─── Article

From Minecraft to ARK: Survival Evolved - Survival's race to the console space
What comes to mind when you think of a survival game? Minecraft Survival and similar titles — such as ARK: Survival Evolved — are often brought to attention in recent years. Alien: Isolation definitely has a place among them. With the right pair of perspective goggles, even The Sims is a survival game.
Hold your tongue feisty commenter, I know what you are thinking:
"The Sims is a sim-ulation game, not a survival game! Can't you read?"
- Feisty Commenter
Have you ever tried starting a 6-Sim Household from scratch? Trying to provide for that many people is brutal.
I'll let Google settle this if you're still skeptical:
- sur-viv-al (n.) - the state or fact of continuing to live or exist, typically in spite of an accident, ordeal, or difficult circumstances.
Every survival game follows a basic premise. In order to meet this, the player must start the game feeling powerless. This contrasts the power fantasy that many other genres try to convey.
The age of Minecraft brought us a remarkable new front, but many games since then have failed to emulate the idea properly. Now there are some true gems out there, but lately a lot of 'survival' games distract themselves from the very essence of the genre.
However, all is not lost. Clues have popped up recently that point towards the end of a dark age. History is beginning to repeat itself. Could one ambitious title refocus survival and cement its position in the console space for the future?
A History on the Brilliancy of Minecraft Survival
I am incredibly relieved that indie game studios have come as far as they have in the past decade. I'm not sure Minecraft would exist if we had to rely on AAA studios to make it. Just visualize the conversation between the developers and the publishers:
"We want to make a game where the player spawns with nothing and works to overcome the nature of the world around them."
"A game where you just walk around surviving? Who would we market this to? That's a terrible idea, let's make it a first person shooter instead."
How Minecraft Invokes Your Sense of Survival
It seems so simple, but Minecraft's approach to the survival genre is one of the most brilliant developments in video game history. Spawning players in a world with nothing but their bare fists to build from stacks literally everything against them, which is what makes it such a fantastic survival game.
From the first dirt house to a trap-infested safe-haven full of hoarded goodies, the climb to the top is steady and rarely stagnates. There is always something you could do to improve your stature in the world around you.
Minecraft Alpha's YouTube Popularity Boom
Nobody had seen another game like it, and since no two peoples' experiences were ever the same, it flooded the internet with an unprecidented amount of unique video content. Major gaming outlets focused on big-budget titles of the year while YouTube drowned in an endless stream of Minecraft.
Once Minecraft Beta launched and the overwhelming popularity of the game surged through the masses, major media outlets opened their eyes and discovered a gem they completely glossed over.
Minecraft Transcends the Survival Genre
Beta 1.8 — also known as the Adventure Update — brought a plethora of pivotal features to Minecraft pre-Launch, including a fully featured Creative Mode for the fans of the (now retired) Minecraft Classic. In one sweeping update, Minecraft's appeal was suddenly broadened by a wide margin.

──────
─── Supplied entries

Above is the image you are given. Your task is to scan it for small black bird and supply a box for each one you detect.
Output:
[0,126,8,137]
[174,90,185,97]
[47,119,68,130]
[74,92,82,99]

──────

Instructions to follow:
Answer these questions from the article on survival games:
(a) How must the player feel at the start of a survival game?
(b) In the imagined conversation, what kind of game do the publishers propose making instead?
(c) By what other name is Beta 1.8 known?

Response to the task:
(a) Powerless.
(b) A first person shooter.
(c) The Adventure Update.